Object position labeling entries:
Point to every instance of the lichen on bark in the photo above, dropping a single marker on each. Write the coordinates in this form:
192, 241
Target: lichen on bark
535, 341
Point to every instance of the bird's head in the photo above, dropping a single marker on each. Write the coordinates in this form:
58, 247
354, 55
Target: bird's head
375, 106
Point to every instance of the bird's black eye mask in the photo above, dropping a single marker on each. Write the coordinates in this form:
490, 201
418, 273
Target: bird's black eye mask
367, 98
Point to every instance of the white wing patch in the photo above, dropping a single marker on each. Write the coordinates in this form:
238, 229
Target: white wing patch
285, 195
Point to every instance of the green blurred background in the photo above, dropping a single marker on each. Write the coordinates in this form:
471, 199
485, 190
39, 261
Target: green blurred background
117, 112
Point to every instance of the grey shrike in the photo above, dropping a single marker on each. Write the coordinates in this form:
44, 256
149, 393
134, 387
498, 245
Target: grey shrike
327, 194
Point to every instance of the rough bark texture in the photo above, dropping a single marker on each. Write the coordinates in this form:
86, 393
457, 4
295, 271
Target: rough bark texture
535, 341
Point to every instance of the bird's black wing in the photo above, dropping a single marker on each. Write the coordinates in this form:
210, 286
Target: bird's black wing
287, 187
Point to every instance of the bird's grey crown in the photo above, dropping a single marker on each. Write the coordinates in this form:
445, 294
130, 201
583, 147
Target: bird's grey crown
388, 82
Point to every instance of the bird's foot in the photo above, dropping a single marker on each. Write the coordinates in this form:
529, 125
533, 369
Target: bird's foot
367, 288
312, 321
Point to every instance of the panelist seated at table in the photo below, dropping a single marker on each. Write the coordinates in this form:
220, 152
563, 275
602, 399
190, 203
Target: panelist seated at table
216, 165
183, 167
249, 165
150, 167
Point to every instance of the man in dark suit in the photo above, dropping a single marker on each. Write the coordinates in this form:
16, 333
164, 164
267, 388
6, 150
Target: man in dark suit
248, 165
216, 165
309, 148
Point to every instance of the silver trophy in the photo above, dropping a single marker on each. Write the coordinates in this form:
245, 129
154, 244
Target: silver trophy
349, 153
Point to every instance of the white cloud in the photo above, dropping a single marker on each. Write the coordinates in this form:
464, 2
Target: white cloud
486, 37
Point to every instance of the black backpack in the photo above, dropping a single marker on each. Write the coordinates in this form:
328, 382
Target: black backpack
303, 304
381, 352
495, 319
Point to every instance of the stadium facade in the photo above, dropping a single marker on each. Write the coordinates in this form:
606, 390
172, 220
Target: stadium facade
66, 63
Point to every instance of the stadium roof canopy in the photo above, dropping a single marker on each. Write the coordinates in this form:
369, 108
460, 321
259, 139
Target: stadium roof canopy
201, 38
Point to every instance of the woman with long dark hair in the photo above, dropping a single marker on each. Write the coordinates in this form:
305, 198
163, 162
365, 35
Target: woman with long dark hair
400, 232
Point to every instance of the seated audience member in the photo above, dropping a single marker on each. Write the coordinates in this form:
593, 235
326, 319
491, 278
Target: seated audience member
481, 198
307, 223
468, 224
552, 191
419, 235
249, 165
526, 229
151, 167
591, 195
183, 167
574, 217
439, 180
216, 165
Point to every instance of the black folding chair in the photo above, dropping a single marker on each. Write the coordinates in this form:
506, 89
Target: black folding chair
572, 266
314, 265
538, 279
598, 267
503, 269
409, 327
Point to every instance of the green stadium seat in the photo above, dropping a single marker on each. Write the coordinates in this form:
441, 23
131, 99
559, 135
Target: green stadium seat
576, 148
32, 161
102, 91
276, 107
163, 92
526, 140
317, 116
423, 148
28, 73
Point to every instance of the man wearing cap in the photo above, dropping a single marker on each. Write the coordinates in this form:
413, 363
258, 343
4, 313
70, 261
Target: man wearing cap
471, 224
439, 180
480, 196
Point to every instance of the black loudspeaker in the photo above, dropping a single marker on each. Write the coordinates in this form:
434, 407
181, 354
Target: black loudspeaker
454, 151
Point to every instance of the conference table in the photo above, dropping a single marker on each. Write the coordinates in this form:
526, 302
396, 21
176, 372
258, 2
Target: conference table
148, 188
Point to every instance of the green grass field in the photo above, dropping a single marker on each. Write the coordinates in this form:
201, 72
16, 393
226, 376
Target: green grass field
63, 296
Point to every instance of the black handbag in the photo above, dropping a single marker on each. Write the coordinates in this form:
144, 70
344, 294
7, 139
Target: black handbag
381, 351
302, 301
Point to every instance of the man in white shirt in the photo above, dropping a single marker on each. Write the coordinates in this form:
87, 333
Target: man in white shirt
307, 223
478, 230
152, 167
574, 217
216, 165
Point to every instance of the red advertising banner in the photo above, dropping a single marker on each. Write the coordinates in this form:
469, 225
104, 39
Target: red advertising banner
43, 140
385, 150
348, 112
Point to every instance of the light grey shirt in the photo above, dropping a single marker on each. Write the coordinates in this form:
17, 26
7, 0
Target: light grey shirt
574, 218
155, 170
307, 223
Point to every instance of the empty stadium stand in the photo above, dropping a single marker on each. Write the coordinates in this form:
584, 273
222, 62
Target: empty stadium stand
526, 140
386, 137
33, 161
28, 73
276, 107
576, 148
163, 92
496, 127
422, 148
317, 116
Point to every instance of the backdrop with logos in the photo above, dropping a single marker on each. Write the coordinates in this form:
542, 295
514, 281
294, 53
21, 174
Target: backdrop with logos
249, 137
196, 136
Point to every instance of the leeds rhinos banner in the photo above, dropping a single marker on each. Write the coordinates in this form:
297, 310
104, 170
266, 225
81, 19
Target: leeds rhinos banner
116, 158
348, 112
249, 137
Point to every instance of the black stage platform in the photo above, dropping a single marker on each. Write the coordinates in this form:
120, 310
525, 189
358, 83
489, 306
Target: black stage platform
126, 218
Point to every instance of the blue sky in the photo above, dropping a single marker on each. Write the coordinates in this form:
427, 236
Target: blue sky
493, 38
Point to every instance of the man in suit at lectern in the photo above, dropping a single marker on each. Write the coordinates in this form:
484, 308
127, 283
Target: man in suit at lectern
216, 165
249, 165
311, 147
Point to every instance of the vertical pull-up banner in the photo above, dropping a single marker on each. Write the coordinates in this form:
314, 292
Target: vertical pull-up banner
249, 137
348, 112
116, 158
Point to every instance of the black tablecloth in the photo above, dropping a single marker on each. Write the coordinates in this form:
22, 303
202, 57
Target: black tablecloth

WORK TO BE COMPLETED: Give every line of the material again, exactly as it reads.

RESULT OF THIS TASK:
Point to every instance of the lichen on bark in the photo above, dropping a single marker on each. Write the coordinates in this form:
192, 241
Target: lichen on bark
535, 341
Point to every instance of the bird's head in the photo above, dropping a single marker on each. Write the coordinates in this form:
58, 247
354, 55
Target: bird's head
375, 106
Point to every instance of the bird's black eye mask in the photo above, dropping a single marker on each. Write the coordinates in this form:
490, 201
418, 273
Target: bird's black eye mask
367, 98
Point to every instance of the white wing patch in the photo above, dropping a single marker on each. Write the coordinates in this form:
238, 229
Target: white wing patch
285, 195
Point to every instance of the green blurred background in the photo above, dropping a single marker on each. Write the coordinates in this form:
471, 199
485, 190
39, 261
Target: green blurred background
117, 112
Point to every instance of the grey shrike in the photo above, dropping a single marker on each. Write the coordinates in this form:
44, 256
149, 393
134, 387
498, 245
Target: grey shrike
327, 194
Point to every instance of the rough bark texture in the photo above, dropping a single marker on each. Write the coordinates in this form:
86, 393
457, 4
295, 271
Target: rough bark texture
535, 341
Point to every instance of the bird's black wing in the photo above, dropping a single marker on each. Write the coordinates in this form:
210, 286
Target: bird's black wing
287, 187
Point to every instance of the bird's grey crown in the photo above, dropping a single marker on each. Write the coordinates in this form:
445, 294
130, 201
583, 147
Target: bird's grey crown
388, 82
Point to every instance of the bird's foot in the photo above, dropping a single marker on each. Write the coordinates in this form:
529, 125
533, 369
Target: bird's foot
367, 288
312, 321
Point to every instance of the panelist seated at table in the photo below, dropping a single marker on each. Write the coordinates in this form:
220, 152
563, 275
602, 399
190, 203
Target: panelist seated at table
216, 165
183, 167
249, 165
150, 167
Point to every instance of the man in dark suit in the photo above, dropping a single marker on each. Write the coordinates in this form:
16, 333
164, 164
267, 388
6, 150
Target: man in dark suit
248, 165
216, 165
309, 148
Point to every instance of the silver trophy in the photo above, dropping a single marker on each. Write the coordinates in this form:
245, 129
154, 244
Target: silver trophy
349, 153
Point to every instance of the white cloud in the photo above, dropping a single marker on each. Write the coordinates in this form:
464, 2
Target: white cloud
486, 37
Point to every instance of the black backpack in the photo above, dropping a single marker on each. Write the coordinates in this form:
328, 382
Target: black backpack
303, 304
381, 352
495, 319
Point to every instance of the stadium facade in the photo above, dropping a single marker on each. Write the coordinates in this form:
606, 390
172, 220
Target: stadium facade
66, 63
Point to every instance of the stadium roof canopy in the photo above, dropping a single marker on each. Write the coordinates in this form:
369, 108
460, 321
259, 139
Target: stadium roof canopy
201, 38
Point to every instance of the woman with long dark hair in the photo above, dropping a single marker on each. Write the coordinates in this form:
305, 198
163, 162
365, 35
Target: woman with long dark hair
400, 232
Point to every instance of the seated audience member in the photo above, dropping a single marker on each. Write the coordinates in this form:
593, 235
326, 319
491, 278
Target: seated audience member
481, 198
307, 223
468, 224
552, 191
419, 235
249, 165
526, 229
151, 167
591, 195
183, 167
574, 217
439, 180
216, 165
Point to every instance of the black folding chair in the photo above, dropping a single marker on each. Write the coordinates in this form:
506, 89
Target: black folding chair
572, 266
314, 265
538, 279
598, 267
503, 269
409, 327
Point to every instance of the green stadium seat in the photo above, dropping a single marker on each. Write the coordinates in this form:
441, 23
131, 99
559, 135
Target: green stadium seat
576, 148
32, 161
102, 91
276, 107
163, 92
526, 140
317, 116
423, 148
28, 73
Point to every instance of the man wearing cap in the photo above, dropping a single marker on each. Write the coordinates in this form:
413, 363
258, 343
4, 313
70, 261
Target: man wearing cap
471, 224
439, 180
480, 196
Point to every instance of the black loudspeaker in the photo above, dropping a single marker on each. Write the coordinates in this form:
434, 407
181, 354
Target: black loudspeaker
454, 151
Point to every instance of the conference table in the photo above, dropping a single marker on each. Write the coordinates in this form:
526, 302
396, 21
176, 372
258, 2
Target: conference table
148, 188
Point to every instance of the green grass field in the photo above, dropping a single marker on each. Write the coordinates in this form:
201, 72
16, 393
226, 376
Target: green grass field
63, 296
Point to every instance of the black handbag in the photo above, dropping a single marker on each. Write the coordinates in this form:
144, 70
344, 294
7, 139
Target: black handbag
381, 351
302, 301
Point to every instance of the man in white shirt in the photo above, dropping a single marker on each. Write the coordinates in this form:
87, 333
Target: man in white shirt
307, 223
478, 230
152, 167
574, 217
216, 165
Point to every instance of the red advertising banner in the photo above, dropping a single marker on each. Write the coordinates in this form:
469, 225
104, 39
Target: red advertising banner
43, 140
385, 150
348, 112
Point to every instance of the light grey shirt in the photo above, dropping a single marker on each. Write the coordinates in this form:
17, 26
7, 0
Target: light grey shirt
574, 218
155, 170
307, 223
Point to every instance of the empty stadium stand in the photo above, dropping a single marker on each. Write the coordinates in this form:
584, 273
222, 62
Target: empty stadium stand
526, 140
386, 137
33, 161
28, 73
276, 107
576, 148
163, 92
496, 127
422, 148
317, 116
Point to every instance of the backdrop with logos in the photo above, dropping a single marker on each. Write the coordinates in this form:
542, 295
514, 281
294, 53
21, 174
Target: backdrop with logos
249, 137
196, 136
Point to every instance of the leeds rhinos banner in the photo above, dropping a single marker on each. Write the coordinates in this form:
297, 310
104, 170
266, 225
81, 19
Target: leeds rhinos banner
116, 158
348, 112
249, 137
Point to every instance of the black stage platform in the photo above, dropping a single marker on each. Write the coordinates in this form:
120, 310
525, 189
358, 83
489, 306
Target: black stage platform
126, 218
Point to every instance of the blue sky in the photo above, dropping a single marker on each. Write the coordinates in this form:
427, 236
Target: blue sky
493, 38
Point to every instance of the man in suit at lectern in the photo above, dropping a single marker on each. Write the coordinates in this form:
484, 308
127, 283
Target: man in suit at lectern
216, 165
249, 165
311, 147
Point to every instance of the vertical pull-up banner in the photo above, dropping a single marker on each. Write the coordinates in this form:
314, 292
Target: vertical pull-up banner
249, 137
348, 112
116, 158
Point to every instance of the black tablecloth in the photo above, dropping a single marker on each. Write the coordinates in this form:
22, 303
202, 57
Target: black tablecloth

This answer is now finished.